LISTED RECORDS =>
++++++++++++++++++++

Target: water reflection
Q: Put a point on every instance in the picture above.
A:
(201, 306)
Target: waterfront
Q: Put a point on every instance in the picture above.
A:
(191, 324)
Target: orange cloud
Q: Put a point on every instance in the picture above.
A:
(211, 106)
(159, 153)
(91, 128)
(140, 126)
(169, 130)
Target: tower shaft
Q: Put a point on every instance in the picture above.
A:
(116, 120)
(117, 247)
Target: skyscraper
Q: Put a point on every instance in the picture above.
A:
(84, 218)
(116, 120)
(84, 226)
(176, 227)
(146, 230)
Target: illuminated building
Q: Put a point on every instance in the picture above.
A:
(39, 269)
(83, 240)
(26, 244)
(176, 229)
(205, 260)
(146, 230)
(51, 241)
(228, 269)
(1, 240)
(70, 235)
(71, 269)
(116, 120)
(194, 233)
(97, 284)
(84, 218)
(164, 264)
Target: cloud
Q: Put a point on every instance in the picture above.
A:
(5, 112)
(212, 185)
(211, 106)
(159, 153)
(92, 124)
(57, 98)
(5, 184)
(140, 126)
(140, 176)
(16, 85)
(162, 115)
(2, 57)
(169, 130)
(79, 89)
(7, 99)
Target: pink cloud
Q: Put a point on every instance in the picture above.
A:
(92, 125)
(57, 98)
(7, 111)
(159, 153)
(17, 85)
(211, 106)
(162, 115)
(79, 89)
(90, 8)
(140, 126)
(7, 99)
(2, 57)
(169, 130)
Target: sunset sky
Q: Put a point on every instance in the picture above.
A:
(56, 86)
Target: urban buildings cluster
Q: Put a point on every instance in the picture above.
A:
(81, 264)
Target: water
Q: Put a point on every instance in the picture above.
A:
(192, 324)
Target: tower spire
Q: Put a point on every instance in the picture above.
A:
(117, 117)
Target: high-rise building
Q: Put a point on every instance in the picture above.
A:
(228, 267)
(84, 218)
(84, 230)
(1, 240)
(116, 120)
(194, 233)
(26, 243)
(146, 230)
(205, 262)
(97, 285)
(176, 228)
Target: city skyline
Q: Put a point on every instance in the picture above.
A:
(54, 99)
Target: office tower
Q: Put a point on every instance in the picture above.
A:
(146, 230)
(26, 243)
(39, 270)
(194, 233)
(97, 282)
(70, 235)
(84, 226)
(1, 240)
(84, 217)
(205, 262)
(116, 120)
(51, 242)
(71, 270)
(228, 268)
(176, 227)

++++++++++++++++++++

WHAT TO WORK ON =>
The whole listing above is to be reproduced without any slip.

ANSWER SPACE =>
Target: water reflection
Q: Put a point on every instance in the picture above.
A:
(201, 306)
Target: waterfront
Q: Put a point on every instance in the picture above.
A:
(191, 324)
Target: orange cloud
Q: Put a point on every instance in the picture above.
A:
(211, 106)
(159, 153)
(91, 128)
(140, 126)
(169, 130)
Target: tower shaft
Q: Put a point on every instance in the picture above.
A:
(116, 120)
(117, 247)
Target: skyscraper
Q: Put a point on every instance in the picture above.
A:
(84, 218)
(116, 120)
(84, 226)
(176, 227)
(146, 230)
Target: illuminated building
Q: Put a point on every instance in the picture above.
A:
(39, 269)
(83, 240)
(26, 244)
(176, 229)
(205, 260)
(146, 230)
(51, 241)
(228, 269)
(1, 240)
(70, 235)
(71, 269)
(116, 120)
(194, 233)
(97, 284)
(84, 218)
(164, 264)
Target: cloud
Q: Put a point on every instance in the picture above.
A:
(5, 112)
(212, 185)
(211, 106)
(159, 153)
(92, 124)
(57, 98)
(5, 184)
(140, 126)
(140, 176)
(16, 85)
(162, 115)
(2, 57)
(169, 130)
(79, 89)
(7, 99)
Target: pink cloud
Q: Put a point on every instance in the picture above.
A:
(92, 125)
(57, 98)
(7, 111)
(159, 153)
(17, 85)
(211, 106)
(162, 115)
(79, 89)
(90, 8)
(140, 126)
(7, 99)
(2, 57)
(169, 130)
Target: sunset sky
Q: Put a point on every instance in the picture above.
A:
(56, 86)
Target: urban buildings cluster
Q: Put a point on every instance in the picture above.
A:
(81, 264)
Target: water
Q: Put a point on every instance in the picture above.
A:
(192, 324)
Target: tower spire
Q: Put a point on every instance in the picture above.
A:
(117, 117)
Target: high-rise building
Q: Put a point on every instance in the picture above.
A:
(228, 267)
(84, 218)
(84, 230)
(1, 240)
(116, 120)
(194, 233)
(26, 243)
(146, 230)
(205, 262)
(97, 285)
(176, 228)
Target: city skyline
Q: Put a point on every instance in the picture above.
A:
(54, 99)
Target: office tower
Q: Put a point on every instance in the picture above.
A:
(146, 230)
(26, 243)
(39, 270)
(194, 233)
(97, 282)
(70, 235)
(84, 226)
(1, 240)
(84, 217)
(205, 262)
(116, 120)
(51, 242)
(71, 270)
(228, 268)
(176, 227)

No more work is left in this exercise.